● Goal of the exercise
Beginning with the line that has "Put a point on every instance of the man's", please write out the remaining lines of the material exactly, the last one included.

● Record set

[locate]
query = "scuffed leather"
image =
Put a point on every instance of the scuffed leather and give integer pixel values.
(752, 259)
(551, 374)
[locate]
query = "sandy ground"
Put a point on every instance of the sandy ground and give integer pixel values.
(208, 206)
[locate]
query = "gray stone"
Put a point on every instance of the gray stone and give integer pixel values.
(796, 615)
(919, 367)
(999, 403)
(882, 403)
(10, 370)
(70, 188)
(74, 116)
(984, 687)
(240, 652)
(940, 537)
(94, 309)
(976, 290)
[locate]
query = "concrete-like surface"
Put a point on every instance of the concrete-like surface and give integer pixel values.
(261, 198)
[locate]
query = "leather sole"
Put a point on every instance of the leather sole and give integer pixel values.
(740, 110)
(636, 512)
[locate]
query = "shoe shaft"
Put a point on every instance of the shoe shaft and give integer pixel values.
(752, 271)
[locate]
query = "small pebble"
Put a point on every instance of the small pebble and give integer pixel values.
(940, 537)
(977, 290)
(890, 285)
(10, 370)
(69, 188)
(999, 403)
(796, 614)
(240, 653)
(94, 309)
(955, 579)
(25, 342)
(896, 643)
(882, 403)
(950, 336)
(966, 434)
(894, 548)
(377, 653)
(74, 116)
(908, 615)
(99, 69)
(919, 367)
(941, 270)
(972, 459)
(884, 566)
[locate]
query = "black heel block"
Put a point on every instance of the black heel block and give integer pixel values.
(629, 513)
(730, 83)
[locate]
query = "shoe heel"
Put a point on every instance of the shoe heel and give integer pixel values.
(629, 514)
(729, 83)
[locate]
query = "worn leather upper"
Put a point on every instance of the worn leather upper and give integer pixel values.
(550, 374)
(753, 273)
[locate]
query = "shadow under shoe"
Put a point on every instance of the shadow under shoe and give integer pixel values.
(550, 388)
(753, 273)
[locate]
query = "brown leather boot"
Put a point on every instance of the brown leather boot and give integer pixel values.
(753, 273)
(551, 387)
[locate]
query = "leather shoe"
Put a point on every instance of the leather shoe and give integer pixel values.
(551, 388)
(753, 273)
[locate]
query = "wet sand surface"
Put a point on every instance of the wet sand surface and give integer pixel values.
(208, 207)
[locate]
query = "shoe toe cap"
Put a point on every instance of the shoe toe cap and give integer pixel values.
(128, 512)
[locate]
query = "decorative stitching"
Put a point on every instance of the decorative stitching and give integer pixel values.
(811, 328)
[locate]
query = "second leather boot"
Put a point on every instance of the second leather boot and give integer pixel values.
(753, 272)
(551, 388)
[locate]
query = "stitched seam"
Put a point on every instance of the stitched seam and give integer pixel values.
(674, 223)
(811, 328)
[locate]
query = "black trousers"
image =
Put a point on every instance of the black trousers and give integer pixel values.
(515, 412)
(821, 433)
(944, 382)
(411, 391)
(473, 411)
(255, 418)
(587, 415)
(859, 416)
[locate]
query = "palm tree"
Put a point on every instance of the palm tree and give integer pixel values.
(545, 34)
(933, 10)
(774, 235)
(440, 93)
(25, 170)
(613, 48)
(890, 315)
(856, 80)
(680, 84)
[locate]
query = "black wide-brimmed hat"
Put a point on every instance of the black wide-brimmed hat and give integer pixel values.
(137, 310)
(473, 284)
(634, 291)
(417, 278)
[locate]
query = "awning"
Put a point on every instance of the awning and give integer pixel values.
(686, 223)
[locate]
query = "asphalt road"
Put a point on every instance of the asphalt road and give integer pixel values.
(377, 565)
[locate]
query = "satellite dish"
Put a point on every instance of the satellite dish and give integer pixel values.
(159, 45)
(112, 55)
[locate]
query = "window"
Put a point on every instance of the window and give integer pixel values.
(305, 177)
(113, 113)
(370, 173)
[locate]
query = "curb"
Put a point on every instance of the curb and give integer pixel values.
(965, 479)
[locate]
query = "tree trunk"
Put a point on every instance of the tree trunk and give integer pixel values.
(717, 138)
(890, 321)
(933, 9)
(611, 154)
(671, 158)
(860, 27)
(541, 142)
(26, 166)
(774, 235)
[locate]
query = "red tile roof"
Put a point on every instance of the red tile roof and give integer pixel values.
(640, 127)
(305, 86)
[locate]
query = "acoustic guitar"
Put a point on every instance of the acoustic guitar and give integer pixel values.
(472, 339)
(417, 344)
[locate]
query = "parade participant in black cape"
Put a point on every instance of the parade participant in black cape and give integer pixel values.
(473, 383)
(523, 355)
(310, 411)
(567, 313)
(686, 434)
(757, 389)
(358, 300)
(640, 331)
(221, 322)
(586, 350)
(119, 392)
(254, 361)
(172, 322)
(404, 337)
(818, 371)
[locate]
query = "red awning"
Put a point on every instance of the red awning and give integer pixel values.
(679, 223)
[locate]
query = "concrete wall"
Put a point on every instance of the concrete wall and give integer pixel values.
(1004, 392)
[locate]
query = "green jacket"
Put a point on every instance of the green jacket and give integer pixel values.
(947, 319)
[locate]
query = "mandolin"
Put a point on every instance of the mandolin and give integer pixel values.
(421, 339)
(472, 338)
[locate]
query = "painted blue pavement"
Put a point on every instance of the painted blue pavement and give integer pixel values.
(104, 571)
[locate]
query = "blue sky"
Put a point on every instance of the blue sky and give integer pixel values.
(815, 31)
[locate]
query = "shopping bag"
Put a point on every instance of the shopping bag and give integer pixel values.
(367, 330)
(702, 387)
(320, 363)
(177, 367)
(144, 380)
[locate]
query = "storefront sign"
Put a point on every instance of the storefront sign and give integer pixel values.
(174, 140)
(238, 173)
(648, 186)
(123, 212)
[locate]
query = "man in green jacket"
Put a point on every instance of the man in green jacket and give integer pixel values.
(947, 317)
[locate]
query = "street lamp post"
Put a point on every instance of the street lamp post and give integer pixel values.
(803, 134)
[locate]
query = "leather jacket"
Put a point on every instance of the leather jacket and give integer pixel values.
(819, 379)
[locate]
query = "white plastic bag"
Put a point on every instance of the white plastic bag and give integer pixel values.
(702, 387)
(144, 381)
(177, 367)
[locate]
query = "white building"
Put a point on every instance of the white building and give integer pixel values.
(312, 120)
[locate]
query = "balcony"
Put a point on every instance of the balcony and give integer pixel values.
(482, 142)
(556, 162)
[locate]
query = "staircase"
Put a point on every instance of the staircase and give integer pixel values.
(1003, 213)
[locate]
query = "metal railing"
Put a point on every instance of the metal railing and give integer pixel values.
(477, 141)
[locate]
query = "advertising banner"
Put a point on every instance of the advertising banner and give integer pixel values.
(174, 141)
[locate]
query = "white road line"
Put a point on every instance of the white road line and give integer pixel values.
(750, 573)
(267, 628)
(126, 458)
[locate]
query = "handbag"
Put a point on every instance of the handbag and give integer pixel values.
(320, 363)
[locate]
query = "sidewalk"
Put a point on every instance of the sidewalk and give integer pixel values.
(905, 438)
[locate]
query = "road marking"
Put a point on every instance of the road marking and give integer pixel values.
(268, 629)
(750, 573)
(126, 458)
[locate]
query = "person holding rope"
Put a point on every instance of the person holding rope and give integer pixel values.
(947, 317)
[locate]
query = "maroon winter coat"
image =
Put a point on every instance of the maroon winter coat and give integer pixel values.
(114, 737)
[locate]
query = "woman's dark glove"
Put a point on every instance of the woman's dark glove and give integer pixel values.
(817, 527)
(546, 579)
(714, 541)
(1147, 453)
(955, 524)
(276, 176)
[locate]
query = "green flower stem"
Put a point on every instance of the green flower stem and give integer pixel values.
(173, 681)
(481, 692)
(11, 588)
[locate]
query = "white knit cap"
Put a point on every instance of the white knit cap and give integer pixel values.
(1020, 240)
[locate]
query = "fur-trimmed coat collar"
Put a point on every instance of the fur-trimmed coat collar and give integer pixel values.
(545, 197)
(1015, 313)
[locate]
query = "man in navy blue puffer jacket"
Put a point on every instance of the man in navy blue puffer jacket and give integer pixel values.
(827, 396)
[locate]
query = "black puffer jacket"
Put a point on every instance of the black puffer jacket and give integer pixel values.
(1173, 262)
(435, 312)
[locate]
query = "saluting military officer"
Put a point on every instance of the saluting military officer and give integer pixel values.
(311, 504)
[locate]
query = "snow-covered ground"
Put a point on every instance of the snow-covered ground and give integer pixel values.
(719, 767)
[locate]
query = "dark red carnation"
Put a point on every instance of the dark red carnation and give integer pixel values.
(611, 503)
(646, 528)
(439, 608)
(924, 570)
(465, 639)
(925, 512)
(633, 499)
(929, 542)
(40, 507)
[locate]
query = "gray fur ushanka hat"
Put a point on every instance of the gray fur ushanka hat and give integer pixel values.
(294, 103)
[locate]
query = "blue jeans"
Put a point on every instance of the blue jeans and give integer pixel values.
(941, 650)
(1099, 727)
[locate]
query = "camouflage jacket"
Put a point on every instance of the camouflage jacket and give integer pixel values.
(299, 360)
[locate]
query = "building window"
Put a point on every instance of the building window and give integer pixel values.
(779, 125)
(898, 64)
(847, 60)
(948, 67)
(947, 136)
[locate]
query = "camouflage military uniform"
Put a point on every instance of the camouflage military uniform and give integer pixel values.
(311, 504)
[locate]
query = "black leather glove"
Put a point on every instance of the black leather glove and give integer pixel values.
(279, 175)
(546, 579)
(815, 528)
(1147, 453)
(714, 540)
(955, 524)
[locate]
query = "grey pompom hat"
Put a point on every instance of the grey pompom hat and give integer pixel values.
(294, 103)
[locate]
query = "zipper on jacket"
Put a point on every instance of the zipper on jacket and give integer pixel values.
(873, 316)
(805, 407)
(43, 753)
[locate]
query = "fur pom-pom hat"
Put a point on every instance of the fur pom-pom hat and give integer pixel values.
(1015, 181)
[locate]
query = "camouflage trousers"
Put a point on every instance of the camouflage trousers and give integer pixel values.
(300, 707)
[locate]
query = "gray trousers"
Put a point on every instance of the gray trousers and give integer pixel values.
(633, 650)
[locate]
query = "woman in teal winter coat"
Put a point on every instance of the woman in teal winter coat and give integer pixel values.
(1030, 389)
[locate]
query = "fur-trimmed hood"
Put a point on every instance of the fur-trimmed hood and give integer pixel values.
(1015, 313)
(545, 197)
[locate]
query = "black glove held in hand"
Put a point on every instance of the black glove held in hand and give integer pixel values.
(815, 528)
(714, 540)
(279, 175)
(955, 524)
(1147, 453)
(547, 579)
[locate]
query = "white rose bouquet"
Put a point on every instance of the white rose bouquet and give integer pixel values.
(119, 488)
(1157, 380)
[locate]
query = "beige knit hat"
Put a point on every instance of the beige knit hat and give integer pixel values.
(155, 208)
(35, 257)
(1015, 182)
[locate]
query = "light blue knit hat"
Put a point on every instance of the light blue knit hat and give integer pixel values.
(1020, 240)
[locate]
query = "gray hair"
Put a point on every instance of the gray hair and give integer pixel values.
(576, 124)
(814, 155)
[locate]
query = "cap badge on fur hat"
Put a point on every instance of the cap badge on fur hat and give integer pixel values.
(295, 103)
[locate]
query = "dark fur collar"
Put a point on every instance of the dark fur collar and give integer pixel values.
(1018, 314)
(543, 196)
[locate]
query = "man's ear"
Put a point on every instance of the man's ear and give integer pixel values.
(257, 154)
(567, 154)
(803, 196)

● Solution to this task
Put a point on every instance of the man's ear and give integer pixel values.
(257, 154)
(567, 154)
(803, 196)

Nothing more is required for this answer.